→ EXERCISES:
(1) Answer these from the chicken pasta recipe:
(a) How many people does the recipe serve?
(b) About how thick should the chicken breast slices be?
(c) On what heat should the sauce be warmed?
(2) Copy the chicken pasta recipe between "Cook your chicken" and "in no time.", inclusive.
(3) Write what comes next in the chicken pasta recipe, picking up after its last sentence.

____ PASSAGE

This is a fun one! It gives you Mexican flavors and pasta all at once! Try adding more veggies for a healthier meal.
1 large chicken breast
1 - 15.25 oz can pablano and red pepper corn - any type of 'southwestern' corn will do fine. I think it's usually called southwestern, this is just what we found today
1/2 box of penne pasta
1/2 bell pepper
1 cup of tortilla chips
1 garlic clove, finely chopped
1 tbs. olive oil
Your favorite spicy seasoning mix - i personally love the Fiesta Party Dip Mix from Tastefully Simple - works for so much! But whatever you have works :)
Sauce:
1 - 10 oz can hot green chile enchilada sauce - we got the hot and I promise it wasnt hot....good flavor though so that's what I recommend
1 - 8 oz can tomato sauce - I got 'no salt' and this worked really well, but any will do
1/2 packet of taco seasoning
Pinch of salt
Pinch of pepper
4 slice of picked jalapeños chopped finely
1 tbs. salsa
Serves: 3 (2 with leftovers)
In a bowl, combine your 2 sauces, whisk in your spices and add your salsa and jalapeños. Mix together and then warm on medium low in a medium sauce pan -continue to stir occasionally. The sauce will thicken, which I think is great because it sticks to the food better. But keep it medium low and it won't thicken too much. When tasting this sauce you don't get too much heat, but once all the ingredients are together at the end it really comes through
Warm your olive oil in a large pan and add your garlic. Slice your chicken breast to about 1/2 in thick pieces, sprinkle on your favorite spicy seasoning (if you don't have one, a mix of cayenne and crushed red pepper will do the trick). Get your water for the pasta boiling and add pasta whenever it's boiling (I always add about 1 tsp of salt and 1/2 tsp of oil to the water).
Cook your chicken in the pan until fully cooked and gets a nice golden sear on the outside - the best way to do this is to cook it thoroughly and once you run out of oil just keep an eye on it and don't add anymore, it will golden up in no time.

________
____ DATA RECORDS

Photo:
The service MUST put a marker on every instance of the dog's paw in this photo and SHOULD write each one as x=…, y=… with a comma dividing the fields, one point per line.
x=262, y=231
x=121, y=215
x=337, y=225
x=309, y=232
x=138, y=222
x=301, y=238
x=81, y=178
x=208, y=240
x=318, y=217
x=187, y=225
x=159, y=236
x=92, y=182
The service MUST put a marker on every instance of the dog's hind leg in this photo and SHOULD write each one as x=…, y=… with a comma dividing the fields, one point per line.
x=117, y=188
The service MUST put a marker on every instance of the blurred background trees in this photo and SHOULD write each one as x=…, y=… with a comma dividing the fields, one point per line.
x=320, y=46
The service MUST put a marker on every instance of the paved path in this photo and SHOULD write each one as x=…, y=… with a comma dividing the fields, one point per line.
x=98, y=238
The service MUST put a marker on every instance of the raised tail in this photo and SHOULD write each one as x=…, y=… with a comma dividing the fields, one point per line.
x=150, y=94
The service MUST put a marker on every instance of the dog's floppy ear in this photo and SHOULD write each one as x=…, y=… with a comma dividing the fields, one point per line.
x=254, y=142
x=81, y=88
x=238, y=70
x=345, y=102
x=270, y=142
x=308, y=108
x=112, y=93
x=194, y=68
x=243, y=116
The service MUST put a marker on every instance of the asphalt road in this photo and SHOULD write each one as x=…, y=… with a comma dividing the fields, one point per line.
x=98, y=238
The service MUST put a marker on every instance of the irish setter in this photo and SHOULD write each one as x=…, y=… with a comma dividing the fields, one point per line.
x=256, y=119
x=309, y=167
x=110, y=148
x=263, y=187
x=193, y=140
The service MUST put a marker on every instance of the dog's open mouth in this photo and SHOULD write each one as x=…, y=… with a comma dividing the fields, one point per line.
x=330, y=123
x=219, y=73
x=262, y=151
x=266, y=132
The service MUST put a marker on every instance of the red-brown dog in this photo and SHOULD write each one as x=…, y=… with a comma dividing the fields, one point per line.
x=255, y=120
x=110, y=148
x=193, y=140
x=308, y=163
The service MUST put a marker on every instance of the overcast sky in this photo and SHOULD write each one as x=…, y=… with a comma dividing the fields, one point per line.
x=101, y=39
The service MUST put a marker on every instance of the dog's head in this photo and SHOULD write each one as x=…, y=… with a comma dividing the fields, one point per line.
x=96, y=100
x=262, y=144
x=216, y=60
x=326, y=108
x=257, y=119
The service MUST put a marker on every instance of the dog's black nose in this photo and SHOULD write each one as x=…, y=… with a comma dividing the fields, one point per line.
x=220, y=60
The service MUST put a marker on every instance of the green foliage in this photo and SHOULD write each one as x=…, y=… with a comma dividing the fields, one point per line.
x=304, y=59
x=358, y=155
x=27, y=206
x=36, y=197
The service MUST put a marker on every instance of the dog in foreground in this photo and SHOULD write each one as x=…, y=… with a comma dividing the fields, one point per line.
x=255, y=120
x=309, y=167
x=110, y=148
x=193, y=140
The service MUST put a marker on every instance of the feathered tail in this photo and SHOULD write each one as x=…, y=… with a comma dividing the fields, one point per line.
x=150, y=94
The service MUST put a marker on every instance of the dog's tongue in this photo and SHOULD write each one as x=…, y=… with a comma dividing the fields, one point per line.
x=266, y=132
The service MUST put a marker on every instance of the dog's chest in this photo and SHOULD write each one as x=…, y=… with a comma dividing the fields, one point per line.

________
____ DATA RECORDS

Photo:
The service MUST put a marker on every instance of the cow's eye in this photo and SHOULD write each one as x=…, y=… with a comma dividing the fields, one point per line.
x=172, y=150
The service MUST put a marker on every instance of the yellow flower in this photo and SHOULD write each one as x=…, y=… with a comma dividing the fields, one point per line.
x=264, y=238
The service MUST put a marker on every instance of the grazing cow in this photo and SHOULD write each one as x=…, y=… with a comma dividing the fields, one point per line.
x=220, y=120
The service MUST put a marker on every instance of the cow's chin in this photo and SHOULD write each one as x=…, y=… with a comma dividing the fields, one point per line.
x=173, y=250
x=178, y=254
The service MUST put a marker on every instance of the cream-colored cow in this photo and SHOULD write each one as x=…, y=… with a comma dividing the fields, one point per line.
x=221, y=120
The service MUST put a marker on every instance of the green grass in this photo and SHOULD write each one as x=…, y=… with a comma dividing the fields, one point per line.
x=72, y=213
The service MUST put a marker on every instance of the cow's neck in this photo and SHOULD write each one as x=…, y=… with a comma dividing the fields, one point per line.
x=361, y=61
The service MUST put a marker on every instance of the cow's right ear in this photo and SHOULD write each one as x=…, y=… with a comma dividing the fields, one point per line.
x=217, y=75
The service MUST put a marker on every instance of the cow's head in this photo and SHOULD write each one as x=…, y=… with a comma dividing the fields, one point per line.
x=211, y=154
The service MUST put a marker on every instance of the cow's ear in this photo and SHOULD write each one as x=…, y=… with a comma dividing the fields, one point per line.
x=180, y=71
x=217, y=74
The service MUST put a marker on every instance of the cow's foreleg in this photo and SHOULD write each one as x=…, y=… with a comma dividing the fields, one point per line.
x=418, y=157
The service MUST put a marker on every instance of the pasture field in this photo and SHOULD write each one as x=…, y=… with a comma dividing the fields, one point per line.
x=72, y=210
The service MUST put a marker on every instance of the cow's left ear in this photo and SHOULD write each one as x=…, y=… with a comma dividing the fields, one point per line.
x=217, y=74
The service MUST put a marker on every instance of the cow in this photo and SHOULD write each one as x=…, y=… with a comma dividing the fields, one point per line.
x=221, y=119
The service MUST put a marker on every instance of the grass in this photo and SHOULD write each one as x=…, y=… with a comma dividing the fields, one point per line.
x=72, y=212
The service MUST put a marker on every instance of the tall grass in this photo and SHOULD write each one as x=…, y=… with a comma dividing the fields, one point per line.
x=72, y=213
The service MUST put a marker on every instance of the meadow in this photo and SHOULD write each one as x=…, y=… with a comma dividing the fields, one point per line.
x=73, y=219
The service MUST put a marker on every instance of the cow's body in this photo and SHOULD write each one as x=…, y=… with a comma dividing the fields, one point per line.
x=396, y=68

________
____ DATA RECORDS

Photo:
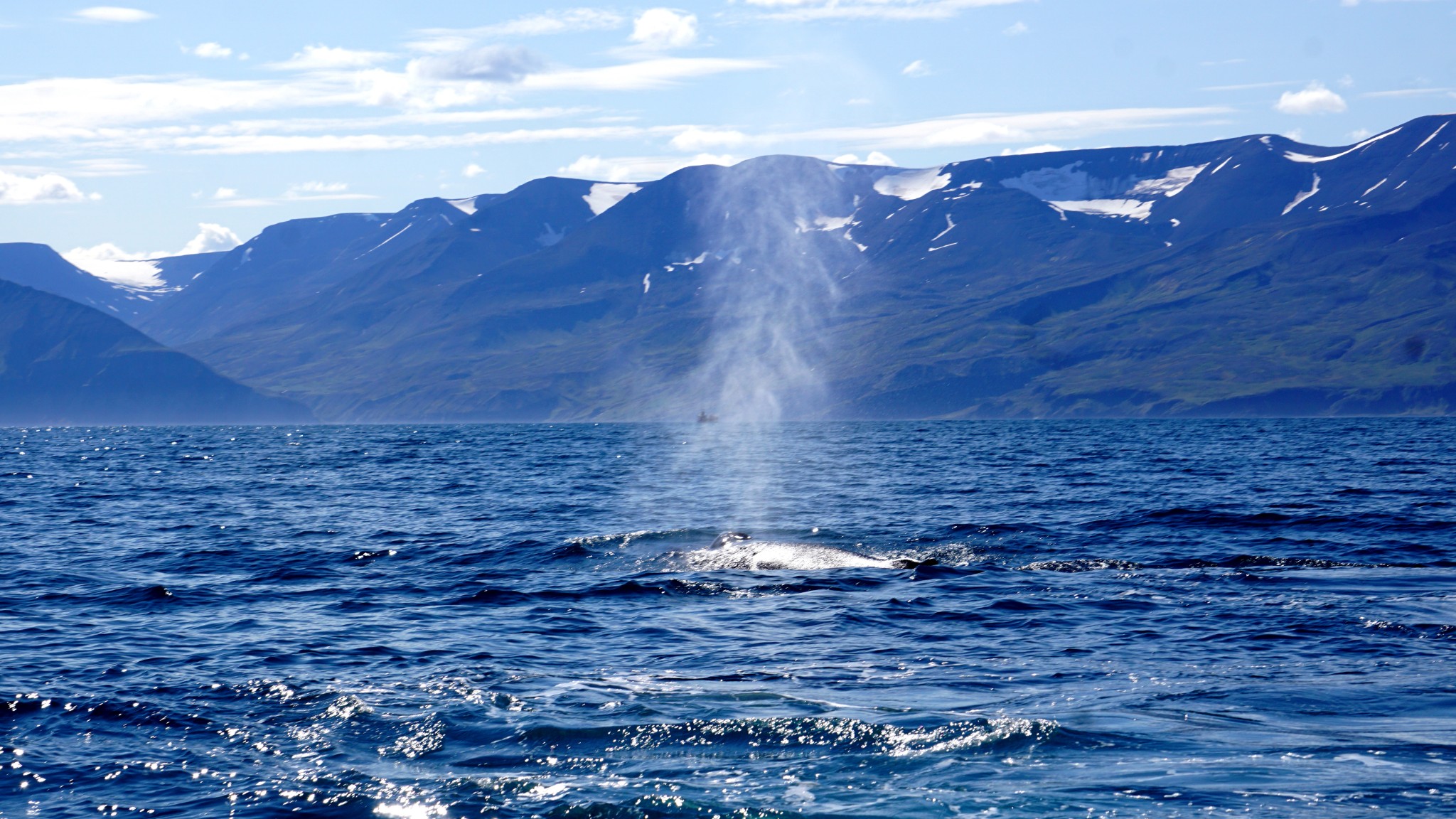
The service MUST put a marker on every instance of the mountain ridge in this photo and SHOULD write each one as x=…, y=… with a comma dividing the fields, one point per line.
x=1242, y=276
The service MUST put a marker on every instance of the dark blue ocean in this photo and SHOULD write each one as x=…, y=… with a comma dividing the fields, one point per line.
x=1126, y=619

________

→ ANSWERS TO THE EXERCISE:
(1)
(a) 3 (2 with leftovers)
(b) About 1/2 in thick
(c) Medium low

(2)
Cook your chicken in the pan until fully cooked and gets a nice golden sear on the outside - the best way to do this is to cook it thoroughly and once you run out of oil just keep an eye on it and don't add anymore, it will golden up in no time.

(3)
Add your peppers to the chicken pan when the chicken has about 5 minutes left (including the goldening time - goldening not sure that's a word, but it can be now!) cook the peppers until they are al dente.
Remove your chicken and peppers and add your corn to the same pan to warm. Cut your chicken and peppers to the desired size (slices, diced, whatever works for you).
Once the pasta is done and the corn is warm it's time to serve!
Put your pasta In a bowl, topped with sauce, peppers, chicken, and corn (drained). Have the tortillas crushed for each individual to top their own bowl with so they don't get too soggy.
Feel free to have cheese available, too! Some taco cheese would be great on this!
Other Options/In Case of Emergency:
Any corn will work because once it's added you won't taste much of a difference
Play with this one! Add peas, beans, zucchini, whatever you think will work!
If you like spicy things - I actually added the whole packet of taco seasoning, but we love spicy so I didn't want to scare anyone.
Use a different protein too! This would definitely be good with pork or ground beef. Switch it up - use what you like! Or even cut the meat out all together and just have veggies :)
Fresh jalapeño would be fine too if you don't have the pickled.
Bow ties, rigatoni, anything will do in this category (not sure how spaghetti would be, but hey, why not!?)